We fabricated a robotic hand that accurately reproduces the human hand skeleton with the corresponding muscles and tendons [21]. Figure 2 shows an example of the robotic hand picking a workpiece with a size of 20 mm × 30 mm, which is a material used for cutting out dentures. In the future, the work of inserting a 1 mm diameter lead wire into a connector is planned to be executed by the robotic hand. The bin picking problem, consisting of tiny workpieces, must be solved to automate this work. Here, the depth of each of the workpieces in the stack must be accurately estimated before the picking process.

A depth camera, Intel Realsense D435i [3], was applied to take the image of a stack consisting of tiny workpieces, and the obtained image is shown in Figure 3. The distance between the camera and the stack was set to 20 cm, which is the minimum distance in the specification because the exact shape of the workpieces needs to be recognized. As shown in Figure 3, it seems difficult to visually recognize the stack in both the upper and side images. Next, a 3-D scanner, Artec Eva [22], was used for scanning the same stack, and the obtained image is shown in Figure 4. In this figure, the contour of the workpieces is deformed, and it might be difficult to recognize the stacking of the workpieces. The workpieces are cubes whose edge length is 10 mm or 5 mm and are made of resin and rubber, respectively. Figure 5 shows examples of bulk stacks and workpieces. Each bulk stack has an arbitrary number of workpieces and an arbitrary number of layers. Generally, the workpieces used in the fabrication process have a uniform size and shape.

3. Suggested Stereo Matching Method

The stereo matching method has already been suggested in previous research, and it estimates the distance (depth) between a camera and an object by using the parallax of two cameras arranged side by side with a specified distance [18,19]. When this method is applied to object observation, depth is given to each pixel of the surface, and it is not necessarily the same around the pixel (an example of depth calculation is shown below). Therefore, the obtained depth must be modified based on the outline of the object by using its CAD model. This modification is particularly necessary for tiny workpieces because the objects do not have enough pixels to estimate their depth. We suggest an enhanced stereo matching method by using a deep convolutional neural network (D-CNN) [23] and the Harris corner detection algorithm [24].

● TASK TO COMPLETE
Decide whether each statement agrees with the bin-picking passage above, answering yes or no and quoting the passage's deciding words: (a) the depth camera was placed 20 cm from the stack, the minimum distance its specification allows; (b) the 10 mm cubes are made of rubber; (c) every bulk stack has the same fixed number of layers.

● ENTRIES SHOWN
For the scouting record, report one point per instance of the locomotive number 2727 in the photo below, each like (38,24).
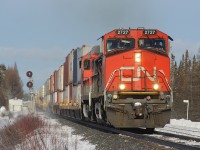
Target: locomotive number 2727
(122,31)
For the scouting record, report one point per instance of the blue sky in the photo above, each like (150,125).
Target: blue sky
(38,34)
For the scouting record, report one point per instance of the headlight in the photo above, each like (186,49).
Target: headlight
(138,57)
(137,104)
(115,96)
(122,86)
(155,86)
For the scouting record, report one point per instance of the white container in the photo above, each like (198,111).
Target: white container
(74,95)
(55,99)
(70,69)
(66,95)
(60,78)
(61,97)
(52,84)
(78,94)
(80,53)
(47,87)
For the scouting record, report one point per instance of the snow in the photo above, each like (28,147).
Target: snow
(65,134)
(182,127)
(60,134)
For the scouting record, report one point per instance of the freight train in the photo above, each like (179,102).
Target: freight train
(122,82)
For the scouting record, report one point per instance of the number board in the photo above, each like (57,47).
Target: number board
(122,31)
(149,32)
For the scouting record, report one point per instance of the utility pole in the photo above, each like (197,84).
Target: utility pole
(187,102)
(31,89)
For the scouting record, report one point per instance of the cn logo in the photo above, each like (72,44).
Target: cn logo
(139,73)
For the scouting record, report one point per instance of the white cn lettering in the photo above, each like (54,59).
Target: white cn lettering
(138,75)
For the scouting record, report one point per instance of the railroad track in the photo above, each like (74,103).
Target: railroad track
(157,137)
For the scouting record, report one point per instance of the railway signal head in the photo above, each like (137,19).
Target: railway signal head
(29,84)
(29,74)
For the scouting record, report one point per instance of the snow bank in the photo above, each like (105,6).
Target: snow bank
(185,123)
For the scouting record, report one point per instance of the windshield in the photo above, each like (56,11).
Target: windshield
(122,44)
(152,44)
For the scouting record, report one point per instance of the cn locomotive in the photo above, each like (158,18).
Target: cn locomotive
(122,82)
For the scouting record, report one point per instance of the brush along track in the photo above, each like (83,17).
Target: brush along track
(136,133)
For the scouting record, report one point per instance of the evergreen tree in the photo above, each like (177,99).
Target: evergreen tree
(3,101)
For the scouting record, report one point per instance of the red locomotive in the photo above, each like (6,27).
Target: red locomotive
(123,82)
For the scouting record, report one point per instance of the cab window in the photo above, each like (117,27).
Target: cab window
(121,44)
(152,43)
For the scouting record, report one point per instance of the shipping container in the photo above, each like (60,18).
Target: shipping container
(74,96)
(66,70)
(81,52)
(47,87)
(52,84)
(60,78)
(75,67)
(70,69)
(70,92)
(61,97)
(66,95)
(55,99)
(55,81)
(78,94)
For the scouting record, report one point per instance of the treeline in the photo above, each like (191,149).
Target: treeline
(185,82)
(10,84)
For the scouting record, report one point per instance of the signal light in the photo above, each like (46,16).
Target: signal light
(122,86)
(138,57)
(29,74)
(155,86)
(29,84)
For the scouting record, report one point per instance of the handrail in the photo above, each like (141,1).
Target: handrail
(109,80)
(165,79)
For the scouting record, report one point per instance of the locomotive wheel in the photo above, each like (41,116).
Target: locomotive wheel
(150,130)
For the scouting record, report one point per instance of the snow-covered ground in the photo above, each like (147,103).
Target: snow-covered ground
(62,134)
(182,126)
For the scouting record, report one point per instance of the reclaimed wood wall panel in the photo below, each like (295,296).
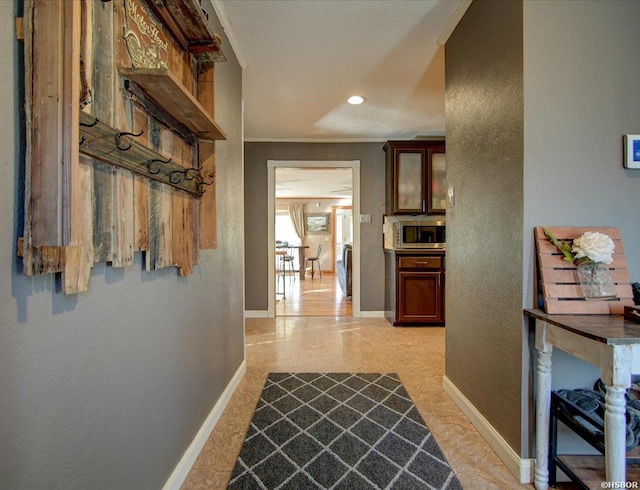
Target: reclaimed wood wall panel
(207,161)
(79,259)
(55,47)
(98,202)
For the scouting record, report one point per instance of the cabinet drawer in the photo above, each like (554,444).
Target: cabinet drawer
(420,263)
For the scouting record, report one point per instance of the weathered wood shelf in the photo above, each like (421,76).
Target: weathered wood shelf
(190,27)
(102,142)
(163,87)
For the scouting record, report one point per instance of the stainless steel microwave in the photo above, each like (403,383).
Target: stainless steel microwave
(419,234)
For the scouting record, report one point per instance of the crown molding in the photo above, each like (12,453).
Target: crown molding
(228,30)
(453,22)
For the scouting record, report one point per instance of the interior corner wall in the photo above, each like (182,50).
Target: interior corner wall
(484,127)
(581,95)
(372,201)
(107,388)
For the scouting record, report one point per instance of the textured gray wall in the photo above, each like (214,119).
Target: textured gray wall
(484,123)
(576,114)
(372,196)
(579,72)
(107,388)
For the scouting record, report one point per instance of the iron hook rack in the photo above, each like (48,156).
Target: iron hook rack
(96,121)
(121,134)
(199,186)
(156,160)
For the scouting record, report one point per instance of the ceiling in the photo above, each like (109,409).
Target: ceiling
(303,58)
(314,182)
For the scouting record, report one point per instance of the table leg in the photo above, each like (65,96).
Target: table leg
(615,434)
(301,263)
(543,407)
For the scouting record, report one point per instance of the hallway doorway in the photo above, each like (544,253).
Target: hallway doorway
(294,293)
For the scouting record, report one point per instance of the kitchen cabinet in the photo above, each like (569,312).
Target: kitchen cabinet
(416,177)
(414,287)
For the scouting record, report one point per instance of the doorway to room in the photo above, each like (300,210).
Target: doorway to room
(327,195)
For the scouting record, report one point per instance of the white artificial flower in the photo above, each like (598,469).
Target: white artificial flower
(594,246)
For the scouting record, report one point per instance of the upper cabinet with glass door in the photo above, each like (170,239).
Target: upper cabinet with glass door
(416,177)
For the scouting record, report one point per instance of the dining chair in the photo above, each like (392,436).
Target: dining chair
(313,260)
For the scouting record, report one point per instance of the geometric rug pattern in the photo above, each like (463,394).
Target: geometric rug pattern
(346,431)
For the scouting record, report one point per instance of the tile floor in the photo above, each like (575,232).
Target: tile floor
(326,344)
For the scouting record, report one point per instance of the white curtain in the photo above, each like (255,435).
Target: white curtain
(296,214)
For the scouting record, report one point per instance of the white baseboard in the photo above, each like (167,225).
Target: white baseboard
(256,314)
(371,314)
(521,468)
(180,472)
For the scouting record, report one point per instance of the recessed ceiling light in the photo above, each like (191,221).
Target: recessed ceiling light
(355,100)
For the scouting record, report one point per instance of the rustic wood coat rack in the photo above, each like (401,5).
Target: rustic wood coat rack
(120,153)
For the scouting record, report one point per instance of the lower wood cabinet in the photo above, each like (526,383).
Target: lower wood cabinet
(414,286)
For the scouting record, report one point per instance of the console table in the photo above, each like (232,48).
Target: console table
(606,341)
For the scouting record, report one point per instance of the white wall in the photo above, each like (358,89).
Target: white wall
(327,256)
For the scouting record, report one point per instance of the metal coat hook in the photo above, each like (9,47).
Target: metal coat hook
(199,186)
(186,173)
(177,176)
(90,125)
(120,135)
(155,160)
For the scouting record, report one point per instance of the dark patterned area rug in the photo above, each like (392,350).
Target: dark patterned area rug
(339,431)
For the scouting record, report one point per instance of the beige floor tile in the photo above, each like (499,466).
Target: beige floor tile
(328,344)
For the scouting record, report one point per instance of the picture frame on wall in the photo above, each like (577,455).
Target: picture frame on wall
(317,223)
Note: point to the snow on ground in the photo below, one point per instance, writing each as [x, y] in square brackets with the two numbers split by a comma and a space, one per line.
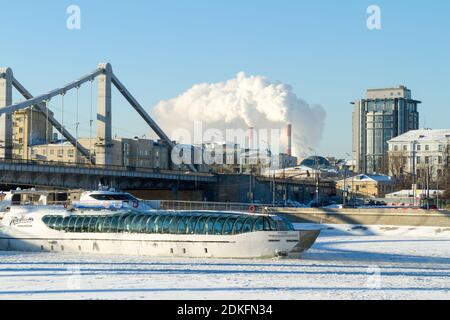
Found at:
[347, 262]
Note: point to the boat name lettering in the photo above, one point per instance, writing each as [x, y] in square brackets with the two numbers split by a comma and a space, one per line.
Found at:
[16, 221]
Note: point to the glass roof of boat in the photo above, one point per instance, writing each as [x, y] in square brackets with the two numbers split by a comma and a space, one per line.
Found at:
[167, 222]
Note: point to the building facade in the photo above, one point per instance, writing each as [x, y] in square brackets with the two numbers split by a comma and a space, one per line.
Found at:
[383, 115]
[420, 153]
[367, 186]
[133, 153]
[30, 127]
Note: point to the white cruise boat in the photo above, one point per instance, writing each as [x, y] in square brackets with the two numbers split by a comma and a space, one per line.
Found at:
[196, 234]
[113, 200]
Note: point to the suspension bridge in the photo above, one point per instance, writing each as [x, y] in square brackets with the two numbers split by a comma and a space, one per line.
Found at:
[98, 168]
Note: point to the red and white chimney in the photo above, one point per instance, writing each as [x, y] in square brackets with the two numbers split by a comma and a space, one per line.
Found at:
[289, 140]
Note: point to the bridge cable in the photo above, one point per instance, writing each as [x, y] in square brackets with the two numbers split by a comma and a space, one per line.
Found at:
[90, 123]
[46, 127]
[30, 143]
[76, 126]
[62, 113]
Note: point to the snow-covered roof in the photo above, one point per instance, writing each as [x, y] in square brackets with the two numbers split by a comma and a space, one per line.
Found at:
[423, 135]
[370, 177]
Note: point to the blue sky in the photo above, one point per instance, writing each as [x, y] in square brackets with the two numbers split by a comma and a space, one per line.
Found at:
[159, 49]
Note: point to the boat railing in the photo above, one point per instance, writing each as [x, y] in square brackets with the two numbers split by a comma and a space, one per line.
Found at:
[39, 203]
[215, 206]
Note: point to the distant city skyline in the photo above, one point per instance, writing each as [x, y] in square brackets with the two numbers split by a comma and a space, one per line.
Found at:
[160, 49]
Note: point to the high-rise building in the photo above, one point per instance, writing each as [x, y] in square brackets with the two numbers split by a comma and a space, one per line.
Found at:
[383, 115]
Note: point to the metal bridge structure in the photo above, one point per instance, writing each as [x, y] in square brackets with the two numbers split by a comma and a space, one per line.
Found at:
[100, 169]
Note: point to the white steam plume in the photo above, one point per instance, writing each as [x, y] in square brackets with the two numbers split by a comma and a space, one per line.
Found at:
[243, 102]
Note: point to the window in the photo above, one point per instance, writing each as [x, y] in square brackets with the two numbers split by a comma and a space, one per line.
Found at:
[99, 225]
[210, 224]
[238, 225]
[248, 225]
[182, 224]
[200, 226]
[92, 224]
[121, 223]
[259, 225]
[78, 224]
[191, 224]
[228, 226]
[173, 226]
[218, 225]
[114, 224]
[158, 224]
[166, 224]
[151, 225]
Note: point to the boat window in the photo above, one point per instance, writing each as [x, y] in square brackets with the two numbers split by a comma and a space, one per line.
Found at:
[173, 226]
[200, 225]
[114, 221]
[151, 224]
[71, 226]
[52, 221]
[65, 224]
[121, 222]
[273, 225]
[210, 224]
[78, 224]
[46, 219]
[248, 225]
[141, 224]
[159, 223]
[127, 223]
[218, 225]
[58, 223]
[134, 226]
[266, 224]
[228, 225]
[237, 228]
[106, 225]
[92, 224]
[182, 224]
[166, 224]
[99, 225]
[85, 224]
[191, 224]
[113, 197]
[259, 225]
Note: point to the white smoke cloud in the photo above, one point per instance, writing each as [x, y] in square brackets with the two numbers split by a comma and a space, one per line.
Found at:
[243, 102]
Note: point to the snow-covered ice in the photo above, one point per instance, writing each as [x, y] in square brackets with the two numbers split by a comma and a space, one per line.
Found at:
[347, 262]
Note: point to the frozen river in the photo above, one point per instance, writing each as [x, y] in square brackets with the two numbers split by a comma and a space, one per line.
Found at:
[349, 263]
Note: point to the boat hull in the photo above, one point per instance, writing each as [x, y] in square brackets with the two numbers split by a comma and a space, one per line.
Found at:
[251, 245]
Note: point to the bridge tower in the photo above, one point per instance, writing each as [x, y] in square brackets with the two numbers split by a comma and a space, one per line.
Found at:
[104, 133]
[6, 122]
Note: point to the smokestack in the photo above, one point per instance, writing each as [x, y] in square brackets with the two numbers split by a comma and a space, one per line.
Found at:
[289, 136]
[251, 134]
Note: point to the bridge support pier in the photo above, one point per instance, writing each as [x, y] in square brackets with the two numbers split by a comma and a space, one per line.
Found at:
[6, 123]
[104, 133]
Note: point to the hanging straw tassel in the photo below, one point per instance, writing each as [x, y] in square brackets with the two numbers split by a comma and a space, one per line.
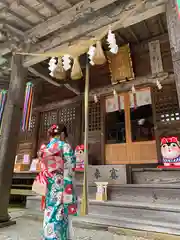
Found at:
[76, 72]
[3, 98]
[27, 110]
[99, 57]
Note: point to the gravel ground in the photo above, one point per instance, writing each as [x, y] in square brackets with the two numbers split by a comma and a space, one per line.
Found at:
[27, 229]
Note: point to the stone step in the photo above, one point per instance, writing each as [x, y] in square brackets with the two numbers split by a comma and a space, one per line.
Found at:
[149, 213]
[95, 221]
[125, 214]
[160, 193]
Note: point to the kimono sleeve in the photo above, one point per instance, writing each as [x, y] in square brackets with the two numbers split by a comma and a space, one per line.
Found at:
[69, 157]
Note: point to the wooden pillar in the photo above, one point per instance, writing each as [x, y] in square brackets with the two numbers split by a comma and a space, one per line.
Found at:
[173, 23]
[35, 137]
[10, 132]
[84, 204]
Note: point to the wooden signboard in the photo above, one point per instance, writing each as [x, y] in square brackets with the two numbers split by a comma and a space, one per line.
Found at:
[121, 65]
[155, 57]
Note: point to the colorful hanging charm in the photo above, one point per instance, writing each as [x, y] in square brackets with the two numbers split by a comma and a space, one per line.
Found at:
[91, 53]
[66, 62]
[99, 57]
[52, 66]
[158, 84]
[112, 42]
[178, 7]
[134, 96]
[59, 72]
[3, 98]
[95, 98]
[27, 110]
[76, 72]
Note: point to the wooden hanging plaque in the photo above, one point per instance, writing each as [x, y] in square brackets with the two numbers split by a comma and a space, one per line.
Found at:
[121, 65]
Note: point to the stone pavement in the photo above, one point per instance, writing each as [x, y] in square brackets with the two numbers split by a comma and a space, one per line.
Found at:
[27, 229]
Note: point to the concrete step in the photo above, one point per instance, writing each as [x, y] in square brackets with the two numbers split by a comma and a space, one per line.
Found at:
[127, 223]
[150, 214]
[159, 193]
[134, 215]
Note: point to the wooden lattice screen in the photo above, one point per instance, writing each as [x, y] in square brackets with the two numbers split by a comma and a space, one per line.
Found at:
[69, 115]
[95, 127]
[94, 116]
[27, 136]
[26, 140]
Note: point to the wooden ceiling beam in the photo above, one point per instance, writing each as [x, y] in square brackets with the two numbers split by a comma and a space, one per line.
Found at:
[120, 38]
[133, 34]
[49, 5]
[147, 28]
[31, 10]
[68, 16]
[42, 76]
[39, 74]
[72, 89]
[8, 9]
[11, 29]
[95, 26]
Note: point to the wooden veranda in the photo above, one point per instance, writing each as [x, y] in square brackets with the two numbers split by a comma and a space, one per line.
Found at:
[32, 31]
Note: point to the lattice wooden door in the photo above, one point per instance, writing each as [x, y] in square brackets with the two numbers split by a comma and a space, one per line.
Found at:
[95, 133]
[26, 140]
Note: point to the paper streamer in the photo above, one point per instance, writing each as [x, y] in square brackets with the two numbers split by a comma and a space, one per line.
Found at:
[27, 109]
[3, 98]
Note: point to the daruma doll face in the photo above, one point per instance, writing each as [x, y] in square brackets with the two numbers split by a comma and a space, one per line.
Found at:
[170, 150]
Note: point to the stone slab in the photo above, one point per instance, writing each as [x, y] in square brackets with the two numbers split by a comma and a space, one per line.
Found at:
[113, 174]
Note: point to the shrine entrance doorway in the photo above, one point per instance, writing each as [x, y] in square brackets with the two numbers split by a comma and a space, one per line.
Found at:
[129, 125]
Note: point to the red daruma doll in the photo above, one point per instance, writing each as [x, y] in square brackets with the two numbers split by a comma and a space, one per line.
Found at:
[170, 150]
[79, 153]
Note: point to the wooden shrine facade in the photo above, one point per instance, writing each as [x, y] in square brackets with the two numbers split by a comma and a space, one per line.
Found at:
[148, 37]
[111, 150]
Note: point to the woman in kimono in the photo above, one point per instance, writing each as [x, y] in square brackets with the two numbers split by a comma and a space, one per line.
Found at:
[58, 164]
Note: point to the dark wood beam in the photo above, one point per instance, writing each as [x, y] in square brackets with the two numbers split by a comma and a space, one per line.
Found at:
[161, 25]
[31, 9]
[133, 34]
[96, 25]
[120, 37]
[7, 8]
[39, 73]
[122, 87]
[49, 5]
[68, 16]
[147, 28]
[42, 76]
[72, 89]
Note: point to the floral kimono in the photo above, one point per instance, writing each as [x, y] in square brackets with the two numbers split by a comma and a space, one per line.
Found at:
[58, 162]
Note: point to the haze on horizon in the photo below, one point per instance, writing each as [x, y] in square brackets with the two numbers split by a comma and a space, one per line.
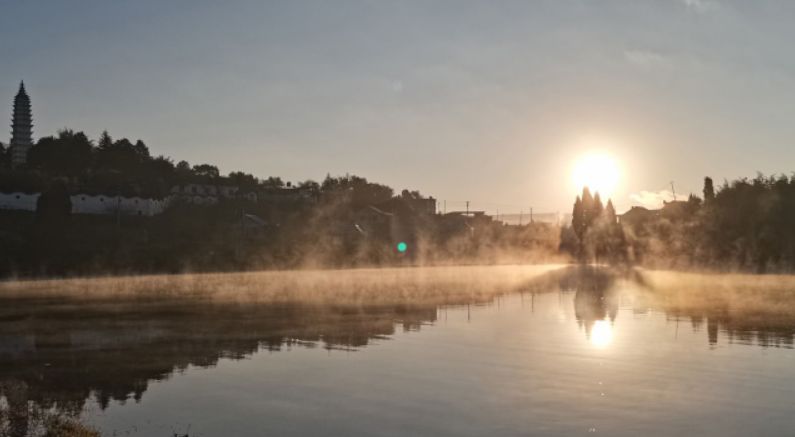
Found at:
[462, 100]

● CORRECT OUTPUT
(a) Yes: "The distance between the camera and the stack was set to 20 cm, which is the minimum distance in the specification"
(b) No: "The workpieces are cubes whose edge length is 10 mm or 5 mm and are made of resin and rubber, respectively."
(c) No: "Each bulk stack has an arbitrary number of workpieces and an arbitrary number of layers."